Short exercise:
Copy the rows below word for word, leaving out the pictures.

(Region annotation entries)
--------

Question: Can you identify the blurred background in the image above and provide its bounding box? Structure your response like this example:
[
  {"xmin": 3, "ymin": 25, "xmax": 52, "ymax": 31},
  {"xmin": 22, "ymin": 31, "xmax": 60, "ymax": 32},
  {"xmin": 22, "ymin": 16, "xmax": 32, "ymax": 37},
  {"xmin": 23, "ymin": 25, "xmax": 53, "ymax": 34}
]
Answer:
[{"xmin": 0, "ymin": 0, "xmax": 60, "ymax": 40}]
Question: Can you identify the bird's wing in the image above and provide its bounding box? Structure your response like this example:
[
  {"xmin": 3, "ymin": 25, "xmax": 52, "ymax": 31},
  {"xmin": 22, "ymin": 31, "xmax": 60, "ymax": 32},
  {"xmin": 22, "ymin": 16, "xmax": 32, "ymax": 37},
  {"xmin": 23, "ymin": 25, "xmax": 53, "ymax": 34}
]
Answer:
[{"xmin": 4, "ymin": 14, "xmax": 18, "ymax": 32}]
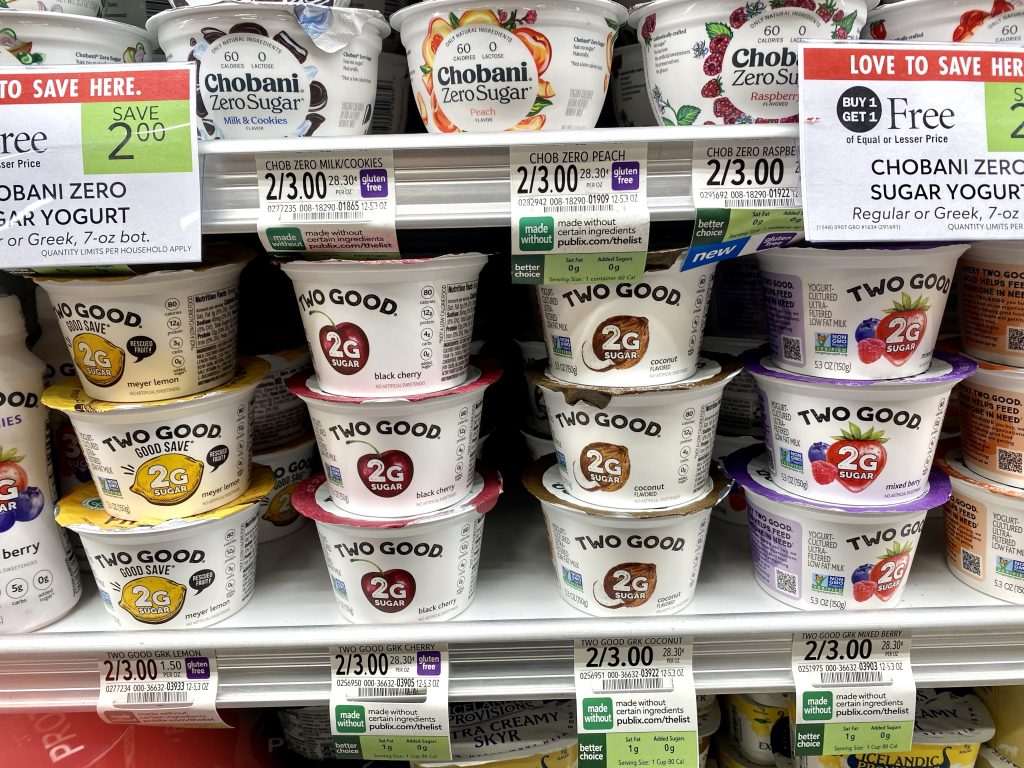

--------

Answer to this exercise:
Question: Can you identify the blurred background in the image above and provide its bounding box? Structure your response like this example:
[
  {"xmin": 3, "ymin": 25, "xmax": 52, "ymax": 31},
  {"xmin": 22, "ymin": 31, "xmax": 60, "ymax": 32},
  {"xmin": 22, "ymin": 16, "xmax": 32, "ymax": 37},
  {"xmin": 23, "ymin": 25, "xmax": 53, "ymax": 34}
]
Answer:
[{"xmin": 0, "ymin": 0, "xmax": 60, "ymax": 40}]
Question: Can you identify the bird's wing in the image above and provide its bounding box? Structure your response like this example:
[
  {"xmin": 3, "ymin": 25, "xmax": 52, "ymax": 31},
  {"xmin": 22, "ymin": 31, "xmax": 60, "ymax": 32},
  {"xmin": 22, "ymin": 16, "xmax": 32, "ymax": 37},
  {"xmin": 23, "ymin": 25, "xmax": 53, "ymax": 34}
]
Answer:
[{"xmin": 4, "ymin": 14, "xmax": 18, "ymax": 32}]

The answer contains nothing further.